*ELENCO COMPITI:*
1. Ricopia senza modifiche il brano della discussione sulla crisi che va da "## Old Aleluja" fino a "particolare alla Fiat..." compreso.
2. Riassumi in due frasi la discussione sulla crisi.
3. Rispondi a queste domande sulla discussione sulla crisi:
(a) Da quanti anni Mari' abita nella casa di cui parla?
(b) Quali marchi aveva acquistato la IT Holding secondo Fedifrago?
(c) Con quale nome l'azienda di Old Aleluja ha chiamato ciò che dà ai dipendenti al posto del premio?

*ESTRATTO DEL DOCUMENTO:*
⁂

# La crisi



## Lettrice (14 Febbraio 2009)

A parte quello che si legge sui giornali, che e' abbastanza preoccupante, come avvertite questa crisi intorno a voi?
Vi ha colpiti in nessun modo?

Io ho dovuto far fuori due persone a lavoro... e io stessa non e' che mi senta troppo sicura


----------



## Mari' (14 Febbraio 2009)

Io penso che la botta e' ancora piu' grossa di quello che ci dicono i giornali, minimizzano per non allarmare la gente.


Piccola nota personale: La propretaria della casa dove abitiamo da 4anni veniva sempre 10/15 giorni dopo il giorno stabilito a ritirare l'affitto, pian piano e' andata ridursi il tempo ... questo mese si e' presentata precisissima alla data stabila


----------



## Fedifrago (14 Febbraio 2009)

Lettrice ha detto:


> A parte quello che si legge sui giornali, che e' abbastanza preoccupante, come avvertite questa crisi intorno a voi?
> Vi ha colpiti in nessun modo?
> 
> Io ho dovuto far fuori due persone a lavoro... e io stessa non e' che mi senta troppo sicura


Lavorativamente per ora (2008) ancora non grossi sfracelli, in linea con l'anno precedente...ma il 2009 lo vedo grigio, se non riesco a portare in fondo un certo progetto... 

	
	
		
		
	


	





Leggevo della crisi profonda della IT Holding che avevano acquistato i marchi Ferrè Extè e Malò e avevano la diffusione di marchi come Versace che è in amministrazione controllata...nel settore dove sei ora ci son rischi simili?


----------



## Old Aleluja (14 Febbraio 2009)

Lettrice ha detto:


> A parte quello che si legge sui giornali, che e' abbastanza preoccupante, come avvertite questa crisi intorno a voi?
> Vi ha colpiti in nessun modo?
> 
> Io ho dovuto far fuori due persone a lavoro... e io stessa non e' che mi senta troppo sicura


 ancora no (contando che io sono perennemente in crisi), ma mi aspetto una cassa integrazione abbastanza lunga a breve...in due siti italiani della mia azienda già hanno fatto cassa integrazione e non verrà erogato ai dipendenti il premio di partecipazione (o produzione che dir si voglia) ma solo un bonus di consolazione (l'azienda l'ha proprio chiamato così nel comunicato che avvisava i dipendenti del non pagamento del premio) perchè loro sono direttamente collegati al settore della produzione automobilistica e in particolare alla Fiat...


----------



## Verena67 (14 Febbraio 2009)

Personalmente dove sto io si sente poco, ma si sentirà....i miei utenti invece sono in condizioni drammatiche.


----------



## Old Buscopann (14 Febbraio 2009)

Lettrice ha detto:


> A parte quello che si legge sui giornali, che e' abbastanza preoccupante, come avvertite questa crisi intorno a voi?
> Vi ha colpiti in nessun modo?

⁂

*DATI MOSTRATI:*
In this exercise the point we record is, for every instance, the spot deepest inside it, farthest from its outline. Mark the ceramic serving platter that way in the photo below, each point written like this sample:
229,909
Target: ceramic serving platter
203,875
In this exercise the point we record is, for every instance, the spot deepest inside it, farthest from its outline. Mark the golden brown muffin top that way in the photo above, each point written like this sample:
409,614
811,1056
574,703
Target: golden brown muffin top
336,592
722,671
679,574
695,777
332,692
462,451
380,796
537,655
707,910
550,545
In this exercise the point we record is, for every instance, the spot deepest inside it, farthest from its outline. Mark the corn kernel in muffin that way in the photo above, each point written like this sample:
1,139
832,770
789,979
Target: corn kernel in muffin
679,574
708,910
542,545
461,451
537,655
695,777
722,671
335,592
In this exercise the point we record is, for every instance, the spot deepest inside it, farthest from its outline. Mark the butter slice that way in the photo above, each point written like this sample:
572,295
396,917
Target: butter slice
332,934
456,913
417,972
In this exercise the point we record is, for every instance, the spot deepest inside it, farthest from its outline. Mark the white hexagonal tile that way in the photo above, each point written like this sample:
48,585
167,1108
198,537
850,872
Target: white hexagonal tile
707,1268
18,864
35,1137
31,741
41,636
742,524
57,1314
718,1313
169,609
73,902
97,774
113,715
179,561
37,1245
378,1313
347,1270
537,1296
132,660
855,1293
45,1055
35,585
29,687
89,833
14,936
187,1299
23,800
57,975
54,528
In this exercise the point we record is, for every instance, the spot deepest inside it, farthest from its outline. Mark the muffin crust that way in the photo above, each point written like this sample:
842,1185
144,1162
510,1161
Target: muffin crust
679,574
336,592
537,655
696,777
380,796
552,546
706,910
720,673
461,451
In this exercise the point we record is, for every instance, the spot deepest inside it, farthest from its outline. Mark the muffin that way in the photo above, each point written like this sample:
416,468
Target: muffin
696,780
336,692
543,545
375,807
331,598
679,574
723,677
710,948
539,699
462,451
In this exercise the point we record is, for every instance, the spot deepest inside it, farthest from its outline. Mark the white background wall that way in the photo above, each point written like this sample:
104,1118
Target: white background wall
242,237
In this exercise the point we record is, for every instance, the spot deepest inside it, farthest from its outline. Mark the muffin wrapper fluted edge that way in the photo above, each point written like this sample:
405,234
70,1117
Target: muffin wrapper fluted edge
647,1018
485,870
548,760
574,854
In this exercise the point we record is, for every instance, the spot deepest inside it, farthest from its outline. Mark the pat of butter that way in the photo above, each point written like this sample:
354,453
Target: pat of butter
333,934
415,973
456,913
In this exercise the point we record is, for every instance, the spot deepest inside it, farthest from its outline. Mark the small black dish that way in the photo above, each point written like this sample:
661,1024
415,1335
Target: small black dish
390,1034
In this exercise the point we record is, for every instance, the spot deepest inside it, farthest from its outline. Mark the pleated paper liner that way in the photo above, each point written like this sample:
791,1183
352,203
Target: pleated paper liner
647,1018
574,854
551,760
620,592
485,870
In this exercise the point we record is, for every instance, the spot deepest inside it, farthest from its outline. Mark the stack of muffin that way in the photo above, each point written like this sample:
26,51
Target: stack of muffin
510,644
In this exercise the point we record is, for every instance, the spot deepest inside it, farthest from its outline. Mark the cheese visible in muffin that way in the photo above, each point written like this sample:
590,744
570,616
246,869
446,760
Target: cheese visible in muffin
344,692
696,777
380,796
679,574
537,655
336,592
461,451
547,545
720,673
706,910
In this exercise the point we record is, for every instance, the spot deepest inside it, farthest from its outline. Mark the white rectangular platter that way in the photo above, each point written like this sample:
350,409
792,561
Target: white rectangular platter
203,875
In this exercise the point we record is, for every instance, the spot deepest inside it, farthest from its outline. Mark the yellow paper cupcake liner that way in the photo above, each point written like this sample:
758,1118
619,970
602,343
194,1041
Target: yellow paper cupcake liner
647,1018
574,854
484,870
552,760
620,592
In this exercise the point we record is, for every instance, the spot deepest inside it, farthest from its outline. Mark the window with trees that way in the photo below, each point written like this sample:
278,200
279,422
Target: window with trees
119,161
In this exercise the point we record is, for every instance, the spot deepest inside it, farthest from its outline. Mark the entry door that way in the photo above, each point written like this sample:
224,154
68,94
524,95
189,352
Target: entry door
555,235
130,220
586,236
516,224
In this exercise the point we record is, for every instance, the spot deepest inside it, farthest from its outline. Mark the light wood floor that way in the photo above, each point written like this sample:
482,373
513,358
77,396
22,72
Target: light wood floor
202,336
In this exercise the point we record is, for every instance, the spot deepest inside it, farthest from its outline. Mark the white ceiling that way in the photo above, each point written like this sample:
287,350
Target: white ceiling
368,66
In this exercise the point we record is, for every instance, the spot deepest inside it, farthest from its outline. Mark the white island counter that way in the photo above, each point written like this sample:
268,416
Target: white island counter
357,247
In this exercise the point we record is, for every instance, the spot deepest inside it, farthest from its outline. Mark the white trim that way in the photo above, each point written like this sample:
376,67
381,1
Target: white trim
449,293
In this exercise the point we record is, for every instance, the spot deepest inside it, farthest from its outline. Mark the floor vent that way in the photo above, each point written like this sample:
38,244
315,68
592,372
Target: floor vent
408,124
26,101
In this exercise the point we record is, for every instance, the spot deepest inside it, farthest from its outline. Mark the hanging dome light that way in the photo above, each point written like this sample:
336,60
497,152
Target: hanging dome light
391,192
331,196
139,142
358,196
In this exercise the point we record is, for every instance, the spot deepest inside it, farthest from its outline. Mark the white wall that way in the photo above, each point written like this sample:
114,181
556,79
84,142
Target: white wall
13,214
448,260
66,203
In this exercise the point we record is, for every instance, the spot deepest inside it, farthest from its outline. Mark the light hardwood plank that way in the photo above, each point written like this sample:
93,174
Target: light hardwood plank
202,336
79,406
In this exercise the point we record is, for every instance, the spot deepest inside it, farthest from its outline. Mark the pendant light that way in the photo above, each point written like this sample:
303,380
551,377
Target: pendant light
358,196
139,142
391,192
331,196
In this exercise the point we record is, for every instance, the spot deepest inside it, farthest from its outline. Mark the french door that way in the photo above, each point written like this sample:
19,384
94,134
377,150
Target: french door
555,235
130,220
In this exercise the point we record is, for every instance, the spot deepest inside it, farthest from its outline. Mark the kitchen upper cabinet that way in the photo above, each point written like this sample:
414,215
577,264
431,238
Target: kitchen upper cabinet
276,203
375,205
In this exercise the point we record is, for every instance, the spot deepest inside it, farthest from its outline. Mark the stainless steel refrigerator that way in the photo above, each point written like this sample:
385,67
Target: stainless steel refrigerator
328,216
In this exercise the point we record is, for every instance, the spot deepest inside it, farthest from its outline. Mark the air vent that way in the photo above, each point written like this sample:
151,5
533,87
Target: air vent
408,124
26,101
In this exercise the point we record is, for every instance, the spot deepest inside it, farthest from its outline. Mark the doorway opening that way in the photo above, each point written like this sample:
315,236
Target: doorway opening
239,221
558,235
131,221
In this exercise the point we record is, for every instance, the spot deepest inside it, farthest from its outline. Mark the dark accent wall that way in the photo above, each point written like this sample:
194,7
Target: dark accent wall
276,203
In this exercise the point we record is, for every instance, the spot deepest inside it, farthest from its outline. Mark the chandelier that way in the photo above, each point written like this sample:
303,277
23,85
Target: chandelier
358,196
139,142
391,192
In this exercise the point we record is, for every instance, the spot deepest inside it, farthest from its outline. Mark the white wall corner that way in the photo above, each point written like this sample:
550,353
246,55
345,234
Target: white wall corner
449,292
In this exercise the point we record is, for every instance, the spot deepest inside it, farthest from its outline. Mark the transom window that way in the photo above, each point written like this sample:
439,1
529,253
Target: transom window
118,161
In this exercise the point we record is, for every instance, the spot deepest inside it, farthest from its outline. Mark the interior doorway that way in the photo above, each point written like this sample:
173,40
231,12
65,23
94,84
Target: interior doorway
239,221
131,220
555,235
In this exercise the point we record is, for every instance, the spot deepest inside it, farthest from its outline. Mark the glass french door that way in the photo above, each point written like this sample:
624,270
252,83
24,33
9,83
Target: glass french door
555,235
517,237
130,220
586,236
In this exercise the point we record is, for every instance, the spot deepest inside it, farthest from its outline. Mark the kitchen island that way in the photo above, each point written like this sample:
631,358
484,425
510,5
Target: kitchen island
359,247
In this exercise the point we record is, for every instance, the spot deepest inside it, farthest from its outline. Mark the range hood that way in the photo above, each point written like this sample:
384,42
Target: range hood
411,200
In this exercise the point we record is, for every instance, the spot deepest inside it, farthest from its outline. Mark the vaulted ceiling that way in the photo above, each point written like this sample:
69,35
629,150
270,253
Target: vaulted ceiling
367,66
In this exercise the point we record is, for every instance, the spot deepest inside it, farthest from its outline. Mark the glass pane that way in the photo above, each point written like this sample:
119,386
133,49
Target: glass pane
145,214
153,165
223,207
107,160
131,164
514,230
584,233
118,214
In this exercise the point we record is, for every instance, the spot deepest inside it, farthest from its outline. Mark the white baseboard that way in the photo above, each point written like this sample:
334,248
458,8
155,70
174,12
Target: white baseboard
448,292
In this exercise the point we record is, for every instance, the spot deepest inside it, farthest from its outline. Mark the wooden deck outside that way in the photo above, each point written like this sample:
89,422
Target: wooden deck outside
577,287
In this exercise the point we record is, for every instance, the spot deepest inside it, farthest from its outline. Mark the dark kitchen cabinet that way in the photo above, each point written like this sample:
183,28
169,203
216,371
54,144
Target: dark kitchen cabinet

⁂

*IN RISPOSTA:*
1.
## Old Aleluja (14 Febbraio 2009)

Lettrice ha detto:


> A parte quello che si legge sui giornali, che e' abbastanza preoccupante, come avvertite questa crisi intorno a voi?
> Vi ha colpiti in nessun modo?
> 
> Io ho dovuto far fuori due persone a lavoro... e io stessa non e' che mi senta troppo sicura


 ancora no (contando che io sono perennemente in crisi), ma mi aspetto una cassa integrazione abbastanza lunga a breve...in due siti italiani della mia azienda già hanno fatto cassa integrazione e non verrà erogato ai dipendenti il premio di partecipazione (o produzione che dir si voglia) ma solo un bonus di consolazione (l'azienda l'ha proprio chiamato così nel comunicato che avvisava i dipendenti del non pagamento del premio) perchè loro sono direttamente collegati al settore della produzione automobilistica e in particolare alla Fiat...

2. Nella discussione sulla crisi Lettrice chiede agli altri come la avvertano e racconta di aver dovuto mandare via due persone al lavoro e di non sentirsi troppo sicura. Chi risponde riferisce impressioni diverse: secondo Mari' la situazione è peggiore di quanto dicono i giornali, Fedifrago vede grigio il 2009, Old Aleluja si aspetta a breve una cassa integrazione piuttosto lunga e Verena67 dice che nel proprio ambiente la crisi si sente poco, mentre i suoi utenti sono in condizioni drammatiche.

3.
(a) Da 4 anni.
(b) Ferrè, Extè e Malò.
(c) Bonus di consolazione.